One expert mentioned how there was no such registry for systematic reviews at the time when the guideline was published, so that the some of the developers went on to establish the PROSPERO registry (see also Page et al., 2018). He further noted that: “[...] PRISMA said you should give the registration number review, which then made people think, well, therefore we should register our review prospectively” (Participant A).

Second, the guideline requires authors to “Describe the methods of handling data and combining results of studies, if done, including measures of consistency (such as I² statistic) for each meta-analysis” (Moher et al., 2009, Item No. 14). The way of how the rule is formulated not only that there are specific methods for combining data, but also very particular concepts such as the measure of consistency. Respectively, one interviewee explained that “[...] if somebody is doing a meta-analysis [...] they say, ’oh, I've got to assess heterogeneity because that's going to be required in my report” (Participant C).

**Supplied records**
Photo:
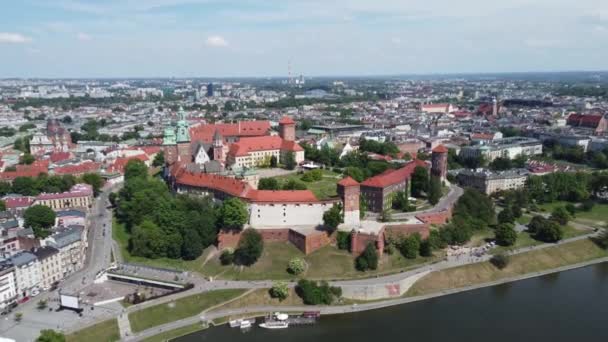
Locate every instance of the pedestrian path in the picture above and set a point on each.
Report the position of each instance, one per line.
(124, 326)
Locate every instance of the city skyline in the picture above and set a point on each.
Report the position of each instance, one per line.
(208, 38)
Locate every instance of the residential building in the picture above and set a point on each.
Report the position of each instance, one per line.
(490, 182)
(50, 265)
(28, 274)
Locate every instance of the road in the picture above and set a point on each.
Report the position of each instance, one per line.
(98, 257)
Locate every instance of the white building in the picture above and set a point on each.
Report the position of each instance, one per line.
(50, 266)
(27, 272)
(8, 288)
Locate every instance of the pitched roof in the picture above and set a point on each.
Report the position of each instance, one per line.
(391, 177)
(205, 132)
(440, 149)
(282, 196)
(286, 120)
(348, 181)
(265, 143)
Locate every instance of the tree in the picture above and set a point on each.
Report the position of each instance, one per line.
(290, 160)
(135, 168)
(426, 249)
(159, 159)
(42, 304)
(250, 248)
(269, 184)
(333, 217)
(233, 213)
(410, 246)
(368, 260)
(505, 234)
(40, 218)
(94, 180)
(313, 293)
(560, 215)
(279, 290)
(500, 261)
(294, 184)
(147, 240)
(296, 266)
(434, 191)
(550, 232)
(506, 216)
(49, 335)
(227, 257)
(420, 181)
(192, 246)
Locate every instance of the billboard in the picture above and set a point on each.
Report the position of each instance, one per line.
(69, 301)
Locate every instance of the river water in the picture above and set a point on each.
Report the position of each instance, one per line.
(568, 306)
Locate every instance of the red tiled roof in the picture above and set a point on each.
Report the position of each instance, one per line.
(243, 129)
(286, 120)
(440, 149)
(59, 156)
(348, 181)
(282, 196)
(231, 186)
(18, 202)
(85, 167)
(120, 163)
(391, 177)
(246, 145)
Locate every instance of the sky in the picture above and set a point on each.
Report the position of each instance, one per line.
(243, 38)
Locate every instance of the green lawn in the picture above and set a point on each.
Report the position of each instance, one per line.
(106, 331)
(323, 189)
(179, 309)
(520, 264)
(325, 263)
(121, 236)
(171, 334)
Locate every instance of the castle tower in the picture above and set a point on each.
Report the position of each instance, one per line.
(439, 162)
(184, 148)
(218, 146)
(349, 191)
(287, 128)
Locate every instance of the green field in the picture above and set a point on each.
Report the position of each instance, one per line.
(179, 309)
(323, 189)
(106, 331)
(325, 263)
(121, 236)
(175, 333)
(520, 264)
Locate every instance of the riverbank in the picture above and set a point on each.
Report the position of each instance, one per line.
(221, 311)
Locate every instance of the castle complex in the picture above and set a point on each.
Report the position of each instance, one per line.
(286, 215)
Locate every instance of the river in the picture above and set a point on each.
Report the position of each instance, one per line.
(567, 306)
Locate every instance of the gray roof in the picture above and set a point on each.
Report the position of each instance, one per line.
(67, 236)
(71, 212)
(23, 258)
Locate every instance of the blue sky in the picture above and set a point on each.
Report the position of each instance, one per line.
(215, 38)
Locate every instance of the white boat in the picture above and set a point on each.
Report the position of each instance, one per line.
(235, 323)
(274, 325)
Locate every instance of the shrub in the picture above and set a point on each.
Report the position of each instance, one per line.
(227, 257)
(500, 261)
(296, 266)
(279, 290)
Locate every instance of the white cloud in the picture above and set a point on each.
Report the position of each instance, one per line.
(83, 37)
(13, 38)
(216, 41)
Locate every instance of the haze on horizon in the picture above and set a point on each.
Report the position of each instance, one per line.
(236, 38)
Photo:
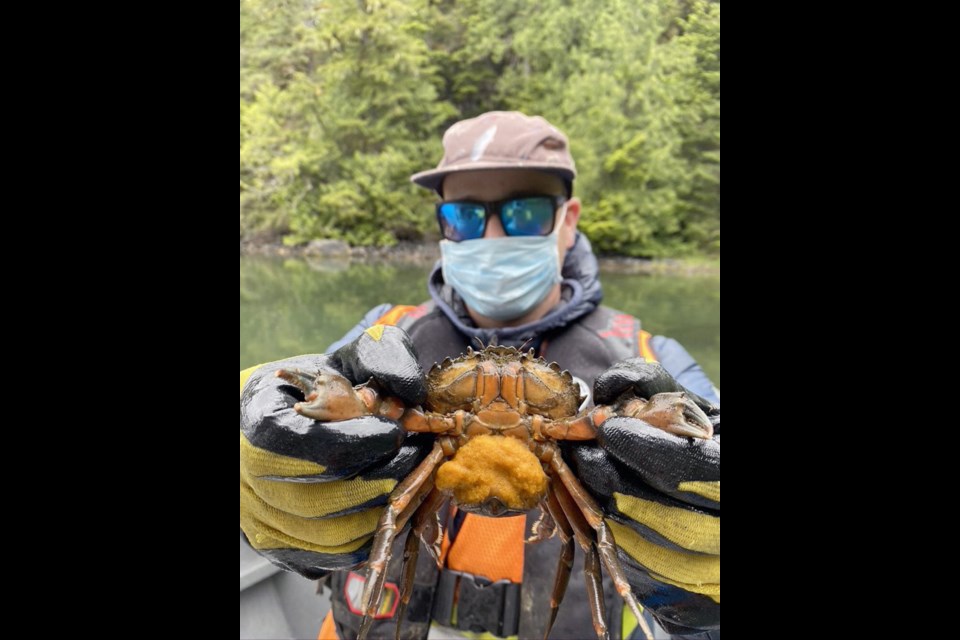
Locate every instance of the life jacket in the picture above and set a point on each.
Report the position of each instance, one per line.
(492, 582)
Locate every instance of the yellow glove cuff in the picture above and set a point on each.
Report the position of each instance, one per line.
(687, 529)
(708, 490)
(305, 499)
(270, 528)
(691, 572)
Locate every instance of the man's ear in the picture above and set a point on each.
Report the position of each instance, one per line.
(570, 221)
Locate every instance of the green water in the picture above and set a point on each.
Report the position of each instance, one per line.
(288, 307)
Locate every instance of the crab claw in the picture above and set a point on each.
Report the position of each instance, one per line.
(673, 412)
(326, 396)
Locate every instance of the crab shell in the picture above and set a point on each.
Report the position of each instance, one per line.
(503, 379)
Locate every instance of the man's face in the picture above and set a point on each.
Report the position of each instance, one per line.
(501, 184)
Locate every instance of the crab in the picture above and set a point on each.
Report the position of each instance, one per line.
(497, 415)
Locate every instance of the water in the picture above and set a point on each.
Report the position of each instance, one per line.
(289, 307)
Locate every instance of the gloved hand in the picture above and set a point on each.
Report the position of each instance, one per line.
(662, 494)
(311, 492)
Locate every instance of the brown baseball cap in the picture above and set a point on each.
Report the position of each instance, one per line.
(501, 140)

**Problem statement**
Answer these questions from the text on the PRISMA guideline:
1. Which registry did some of the guideline's developers go on to establish?
2. Under which item number (Moher et al., 2009) must authors describe the methods of handling data and combining results of studies?
3. Which interviewee is quoted as saying that heterogeneity must be assessed because it will be required in the report?

**Worked solution**
1. PROSPERO
2. Item No. 14
3. Participant C